─── Data for this task ───

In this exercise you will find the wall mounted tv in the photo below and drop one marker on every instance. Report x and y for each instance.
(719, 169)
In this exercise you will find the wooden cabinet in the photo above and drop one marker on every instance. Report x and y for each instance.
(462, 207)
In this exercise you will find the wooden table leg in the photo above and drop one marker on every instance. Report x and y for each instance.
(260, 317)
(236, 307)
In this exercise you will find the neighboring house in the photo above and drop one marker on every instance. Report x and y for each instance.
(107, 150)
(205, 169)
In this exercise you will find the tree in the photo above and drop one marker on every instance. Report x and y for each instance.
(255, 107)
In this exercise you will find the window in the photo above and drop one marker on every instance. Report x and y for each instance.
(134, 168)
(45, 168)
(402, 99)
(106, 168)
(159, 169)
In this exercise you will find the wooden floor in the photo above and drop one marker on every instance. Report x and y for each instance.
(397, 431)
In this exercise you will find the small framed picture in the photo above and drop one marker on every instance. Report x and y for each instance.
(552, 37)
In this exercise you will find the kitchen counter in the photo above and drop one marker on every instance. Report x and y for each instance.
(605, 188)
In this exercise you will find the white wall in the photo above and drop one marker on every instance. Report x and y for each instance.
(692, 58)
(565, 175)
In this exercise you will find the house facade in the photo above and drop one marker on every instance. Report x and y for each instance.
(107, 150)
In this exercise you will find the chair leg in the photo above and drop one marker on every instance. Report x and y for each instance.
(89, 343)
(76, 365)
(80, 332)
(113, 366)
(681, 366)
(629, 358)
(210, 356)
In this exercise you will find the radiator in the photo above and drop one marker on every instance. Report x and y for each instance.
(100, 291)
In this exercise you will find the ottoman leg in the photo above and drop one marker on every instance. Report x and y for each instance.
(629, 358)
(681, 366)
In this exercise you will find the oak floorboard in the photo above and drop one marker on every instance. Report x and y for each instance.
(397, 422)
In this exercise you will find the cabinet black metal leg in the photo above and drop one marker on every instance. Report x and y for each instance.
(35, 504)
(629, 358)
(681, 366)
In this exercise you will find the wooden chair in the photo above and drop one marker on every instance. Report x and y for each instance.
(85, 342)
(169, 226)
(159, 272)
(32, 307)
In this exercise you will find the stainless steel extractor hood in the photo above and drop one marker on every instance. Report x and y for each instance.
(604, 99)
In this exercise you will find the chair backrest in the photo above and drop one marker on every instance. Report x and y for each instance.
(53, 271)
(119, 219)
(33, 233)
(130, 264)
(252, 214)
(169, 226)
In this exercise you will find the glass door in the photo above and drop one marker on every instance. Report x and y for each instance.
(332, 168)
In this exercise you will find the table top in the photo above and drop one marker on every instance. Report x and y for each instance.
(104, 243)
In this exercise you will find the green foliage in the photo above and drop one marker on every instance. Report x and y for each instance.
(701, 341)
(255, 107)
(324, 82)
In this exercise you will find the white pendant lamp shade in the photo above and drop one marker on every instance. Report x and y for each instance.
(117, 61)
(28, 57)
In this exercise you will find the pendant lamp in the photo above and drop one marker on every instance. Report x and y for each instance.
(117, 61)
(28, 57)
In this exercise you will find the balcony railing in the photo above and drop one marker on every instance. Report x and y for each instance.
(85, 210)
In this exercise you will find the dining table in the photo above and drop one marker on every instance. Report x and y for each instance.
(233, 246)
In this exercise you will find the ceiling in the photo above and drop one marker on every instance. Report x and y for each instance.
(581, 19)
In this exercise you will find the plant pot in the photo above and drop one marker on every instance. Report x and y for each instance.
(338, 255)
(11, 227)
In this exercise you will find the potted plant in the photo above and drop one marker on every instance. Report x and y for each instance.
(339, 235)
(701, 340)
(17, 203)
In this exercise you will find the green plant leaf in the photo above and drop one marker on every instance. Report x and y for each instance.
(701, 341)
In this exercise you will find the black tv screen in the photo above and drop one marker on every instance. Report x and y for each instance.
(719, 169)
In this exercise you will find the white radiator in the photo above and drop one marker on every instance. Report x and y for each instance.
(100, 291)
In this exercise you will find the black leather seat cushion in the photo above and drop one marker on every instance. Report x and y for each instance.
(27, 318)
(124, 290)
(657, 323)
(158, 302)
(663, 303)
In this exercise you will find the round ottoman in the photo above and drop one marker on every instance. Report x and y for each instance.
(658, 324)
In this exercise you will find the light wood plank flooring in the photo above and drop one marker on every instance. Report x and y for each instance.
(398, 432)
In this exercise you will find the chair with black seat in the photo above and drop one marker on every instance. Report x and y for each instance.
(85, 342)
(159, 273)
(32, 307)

───

Directions for this task =>
Set out the records again, exactly as they appear above.

Task solution =>
In this exercise you will find the wall mounted tv in the photo below and drop one marker on every instance. Report x and y for each instance.
(719, 169)
In this exercise you will find the wooden cabinet in the photo above and drop one marker on every instance. Report x and y for each instance.
(462, 207)
In this exercise you will find the wooden table leg in the photo above and drop one marker on every instance. Report x and y for each instance.
(260, 317)
(236, 307)
In this exercise you will find the neighboring house in the photo above and drop one marker on every instance. Report x and y for each instance.
(107, 150)
(205, 169)
In this exercise you will find the tree in the photo above and drop one marker on every instance. Report x and y for each instance.
(255, 107)
In this exercise you will find the window in the photo above and drop one marker on every instance. Report x and y for each instance.
(134, 168)
(45, 168)
(402, 99)
(106, 168)
(159, 169)
In this exercise you will find the wooden floor in the photo above and drop one marker on every instance. Report x and y for each instance.
(397, 431)
In this exercise you will find the small framed picture in the photo above and drop one marker on every instance. Report x and y for each instance.
(552, 37)
In this exercise you will find the kitchen counter in the photo above and drop one marker on every instance. Report x and y for each instance.
(605, 188)
In this exercise you will find the white wall in the photo above and drop one marker on every instance. Report x and y for each instance.
(692, 58)
(565, 175)
In this exercise you will find the house facade in the photo above and drop one marker on every instance. Report x and y for each instance.
(107, 150)
In this exercise you will find the chair leg in the photo above and drop one marker on every instance. Report x and y for each instance.
(89, 343)
(76, 365)
(80, 332)
(113, 366)
(681, 366)
(629, 358)
(210, 356)
In this exercise you will find the radiator in the photo above and drop one marker on every instance. Report x and y for each instance.
(100, 291)
In this exercise you will find the ottoman leg in the photo above and drop one marker on every instance. Report x and y for each instance.
(629, 358)
(681, 366)
In this exercise you will find the oak floorboard in the photo above and drop one marker on every instance. Report x and y for each instance.
(397, 422)
In this exercise you will find the cabinet black metal leg in the photo above and drop one marker on every instance. Report x and y for each instance.
(35, 504)
(629, 358)
(681, 366)
In this exercise you will find the wooden chair in the photo above and drop one marker on every instance. Report x and y for each instance.
(85, 342)
(169, 226)
(159, 272)
(32, 307)
In this exercise you will find the stainless steel extractor hood in the photo above and drop one marker on every instance. Report x and y for each instance.
(604, 99)
In this exercise you will find the chair backrest in the photo above and drop one marker on every instance. Report x and y for each instance.
(53, 271)
(119, 219)
(33, 233)
(130, 264)
(252, 214)
(169, 226)
In this exercise you will find the glass door in the photo above and drop one marker on every instance. Report x and y for each instance.
(332, 168)
In this exercise you will find the table top in the photo above and drop one marker on every instance. Report x and y for each instance.
(104, 243)
In this exercise you will find the green foliage in the photo above and drop one marker on every instance. Report x and y for each instance.
(701, 341)
(255, 107)
(324, 82)
In this exercise you will find the white pendant lamp shade in the photo above and drop one marker on every instance. Report x and y for each instance.
(117, 61)
(28, 57)
In this exercise you will find the pendant lamp in the photo above and drop one marker on every instance. Report x and y for each instance.
(117, 61)
(28, 57)
In this exercise you will find the balcony railing in the photo above and drop one marker on every instance. Report x and y for each instance.
(85, 210)
In this exercise you will find the dining table in the photo above and drop one marker on every instance. Report x and y for each instance.
(233, 246)
In this exercise you will find the ceiling in the photo above and drop one marker on every instance. Report x and y for each instance.
(581, 19)
In this exercise you will find the plant pot in the photo above and drop one marker on every instance. Report x and y for each instance.
(338, 255)
(11, 227)
In this exercise you will find the potted plant in the photo above and drop one marker on every instance. Report x and y for each instance.
(339, 235)
(701, 340)
(17, 203)
In this exercise you will find the green plant leaf in the photo above and drop one marker on every instance. Report x and y for each instance.
(701, 341)
In this exercise you will find the black tv screen in the photo above and drop one marker on every instance. Report x and y for each instance.
(719, 169)
In this exercise you will find the white radiator in the photo above and drop one marker on every instance. Report x and y for each instance.
(100, 291)
In this exercise you will find the black leather seat cushion in the photo above and drop one marker on every instance. Report x and y for each instance.
(27, 318)
(124, 290)
(657, 323)
(158, 302)
(663, 303)
In this exercise you will find the round ottoman in the photo above and drop one marker on every instance. Report x and y for each instance.
(658, 324)
In this exercise you will find the light wood plank flooring in the photo above and drop one marker on every instance. Report x and y for each instance.
(398, 432)
In this exercise you will find the chair with black seat in the photo above and drop one marker on every instance. Report x and y for each instance.
(85, 342)
(159, 273)
(32, 307)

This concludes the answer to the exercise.